Quoted passage ▸
-*-*-

When Hitler invaded Norway in 1940, Quisling announced that he was the leader of Norway, and ordered the Norwegians not to resist the German forces. While the Norwegian king refused to acknowledge him, Quisling kept addressing the nation on the radio, in the newspapers, announcing himself as the prime minister, telling the Norwegians to collaborate. As a tactic it failed; Quisling was largely disobeyed and once the lack of popular support trickled back to Berlin, Hitler withdrew his support for Quisling’s coup. Quisling was humiliated, and ordered to go to Germany. Around this time the word “quisling” came into use across Europe, meaning a traitor, a man who tried to sell his country to an invading army. ‘A vile race of quislings—to use the new word, which will carry the scorn of mankind down the centuries—is hired to fawn upon the conqueror, to “collaborate” in his designs and to enforce his rule upon their fellow countrymen while grovelling low themselves,’ said Churchill in 1941. George Orwell took it up, describing treacherous quislingisms —meaning devious manoeuvring and lies. In the summer of 1940, the Norwegian king and members of the pre-war government fled to London, where they remained as government-in-exile throughout the war. Quisling wheedled his way back to Norway in the autumn, and took command of the collaborationist government. He spent the war railing against the Jews, the Freemasons, capitalism, Marxism, democracy, Bolshevism, England, the U.S., Churchill, Roosevelt, Wall Street and the London Stock Exchange. All these evils, Quisling kept saying, were attacks on the Germanic peoples.

-*-*-

Dataset section ▸
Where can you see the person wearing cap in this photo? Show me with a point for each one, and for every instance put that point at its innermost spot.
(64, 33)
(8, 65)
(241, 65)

-*-*-

The tasks ▸
• A. Answer these questions about the passage on Quisling:
(i) What did Quisling order the Norwegians not to do when Hitler invaded Norway in 1940?
(ii) In what year did Churchill speak of "a vile race of quislings"?
(iii) To which city did the Norwegian king and members of the pre-war government flee in the summer of 1940?
• B. Pick up the passage on Quisling after its final sentence and continue it for a paragraph.
The listing plays no part in this work.

Answers below ▸
• A.
(i) Resist the German forces.
(ii) 1941.
(iii) London.

• B.
Quisling thought the British had begun well, as stern Anglo-Saxons, with Beowulf a respectable early Saga, and then they had been receptive to the Viking conquests. But he thought the French had ruined it for the British, invading them, mixing them up with all sorts of un-Germanic elements, softening their language, drawing them away from the true brotherhood of Nordic nations. This was why Britain was being so disappointing about Nazism, Quisling had argued, because of this Romance strain in the national character, which had caused the British to lose their way. There were collaborators throughout Norway: there were the members of the council of commissioners who governed the country under the leadership of the German Reichskommissar, the thousands punished at the end of the war for treason, the dozens who were condemned to death. There were the tens of thousands who joined the Nasjonal Samling, supporters of Quisling’s movement for Nordic supremacy. Several thousand Norwegians fought with the German forces, choosing to enlist in the Nazi cause. Yet there was the other side: the thousands of resistance fighters in Norway, the thousands of Norwegians who died fighting with the Allied forces, who were imprisoned in camps in Norway and Germany during the war years. There were savage reprisals from the Germans against those Norwegians who worked on the clandestine ferry route from western Norway to the Shetland Isles, shipping refugees from the occupied country. Nearly a hundred thousand Norwegians went abroad, half of them to Sweden, where they lived out the war. The king and the Norwegian government worked in London, trying to gather forces together.